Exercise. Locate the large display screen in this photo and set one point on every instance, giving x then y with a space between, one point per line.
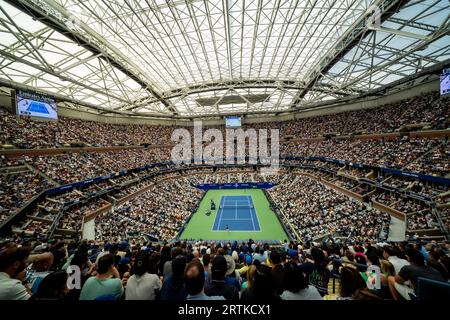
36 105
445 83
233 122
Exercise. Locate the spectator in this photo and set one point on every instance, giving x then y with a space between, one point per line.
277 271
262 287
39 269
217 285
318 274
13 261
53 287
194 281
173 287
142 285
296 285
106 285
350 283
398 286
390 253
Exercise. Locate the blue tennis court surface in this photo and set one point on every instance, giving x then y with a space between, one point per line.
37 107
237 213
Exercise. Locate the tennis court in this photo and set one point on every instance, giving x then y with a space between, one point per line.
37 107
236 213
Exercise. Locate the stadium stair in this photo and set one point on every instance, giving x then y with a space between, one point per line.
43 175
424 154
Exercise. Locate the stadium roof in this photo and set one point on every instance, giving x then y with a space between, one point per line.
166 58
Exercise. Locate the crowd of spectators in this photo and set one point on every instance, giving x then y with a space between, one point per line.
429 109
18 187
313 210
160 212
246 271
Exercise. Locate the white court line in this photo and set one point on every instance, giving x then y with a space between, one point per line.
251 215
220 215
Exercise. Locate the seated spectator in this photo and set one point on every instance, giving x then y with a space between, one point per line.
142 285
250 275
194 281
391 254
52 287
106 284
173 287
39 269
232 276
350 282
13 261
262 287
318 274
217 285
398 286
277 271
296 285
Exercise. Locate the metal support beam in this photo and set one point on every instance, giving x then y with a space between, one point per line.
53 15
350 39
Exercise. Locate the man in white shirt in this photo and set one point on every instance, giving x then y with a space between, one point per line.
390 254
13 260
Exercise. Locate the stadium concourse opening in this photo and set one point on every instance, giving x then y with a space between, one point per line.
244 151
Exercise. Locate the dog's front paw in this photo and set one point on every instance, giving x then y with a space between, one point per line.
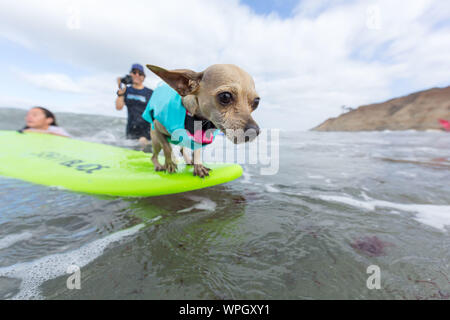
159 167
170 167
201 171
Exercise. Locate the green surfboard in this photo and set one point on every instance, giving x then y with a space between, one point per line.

--------------------------------------------------

● **Exercise goal**: When repeating the material above, keep every line exact and drop all pictures.

● **Answer to the exercise**:
Exercise. Locate the large display screen in this photo and set one point on every instance, giving x then y with a space between, one point per line.
36 105
445 83
233 122
Exercise. Locate the spectator in this photo and set one point on every instance, giving x then y with a space between, one point per line.
277 271
262 287
39 269
217 285
318 274
13 261
53 287
194 281
173 287
142 285
296 285
106 285
350 283
398 286
390 253
Exercise. Locate the blue tennis court surface in this photo and set one point on every instance, giving x then y with a space between, one point per line.
37 107
237 213
Exercise. Locate the tennis court in this photo and set one point on every instance, giving x then y with a space between, one point per line.
37 107
236 213
Exercise. Locate the stadium stair in this photo and set one point on every instance, giving x then y with a space between, one point per line.
43 175
424 154
Exercise. Locate the stadium roof in this photo and set one point on every instance, giving x then y with a space between, one point per line.
166 58
Exercise. Locate the crowd of spectators in this photo and set one point on every instance, giving x then y with a space between, one point per line.
429 109
18 187
313 210
160 212
246 271
Exercise. Locate the white court line in this photo and set one point on every instance, giving x then y with a space between, one point per line.
251 215
220 215
Exercise. Locate the seated spectator in this photo and set one point on every instance, giving x then y with a space between, one point per line.
142 285
250 275
194 281
391 254
52 287
106 284
173 287
39 269
232 276
350 282
13 261
262 287
318 274
217 285
398 286
277 271
296 285
Exercise. Locate the metal support beam in this photo and set one point on every instance, giving x then y with a space between, one point per line.
53 15
350 39
Exercise. Locate the man in white shirt in this photo and set one point on every instance, giving x then y with a space between, one point per line.
390 254
13 260
Exercise. Locate the stadium concourse opening in this photo and set one point on every instance, giving x then y with a space between, one point per line.
244 151
Exercise. Locate the dog's front paw in this photo and set one point on every instance, giving x then y with a space between, one point per line.
159 167
170 167
201 171
Exercise. Locate the green surfboard in this photo and set one point on every instance, giving x then y with a space between, one point per line.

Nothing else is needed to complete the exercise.